▸ Problem to work on
Please repeat the records exactly. The pictures are to be left out.

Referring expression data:
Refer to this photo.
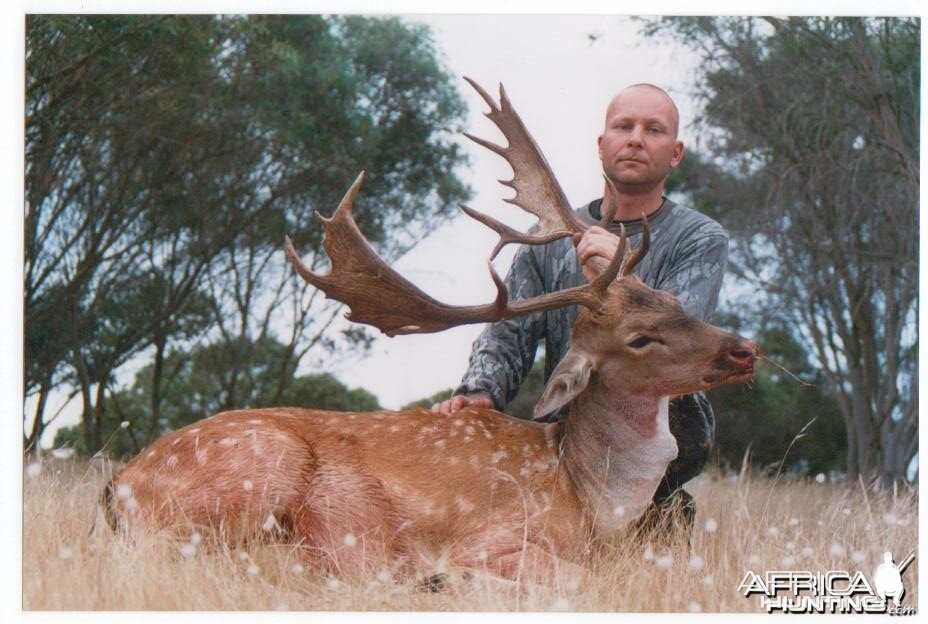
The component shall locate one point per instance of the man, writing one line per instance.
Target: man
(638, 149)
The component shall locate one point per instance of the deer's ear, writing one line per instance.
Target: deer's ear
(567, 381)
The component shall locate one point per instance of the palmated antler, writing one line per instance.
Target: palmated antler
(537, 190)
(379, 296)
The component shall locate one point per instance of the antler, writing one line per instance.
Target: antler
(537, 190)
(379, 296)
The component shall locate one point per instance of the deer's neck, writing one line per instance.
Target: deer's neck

▸ Answer space
Refer to this photo.
The component shall locate one point per instance of the man, writing one line per instance.
Target: man
(638, 149)
The component shall locate one point per instance of the deer's ear, writing one line per instance.
Target: deer's ear
(567, 381)
The component shall locate one point per instance of the palmated antler, writing one line per instance.
Target: palmated antler
(537, 190)
(379, 296)
The component shall locate one point per instance of the antler, writing one line per instance.
Target: antler
(537, 190)
(379, 296)
The component shall locate one point per instance of the deer's neck, writing one line per instance.
Target: deer's neck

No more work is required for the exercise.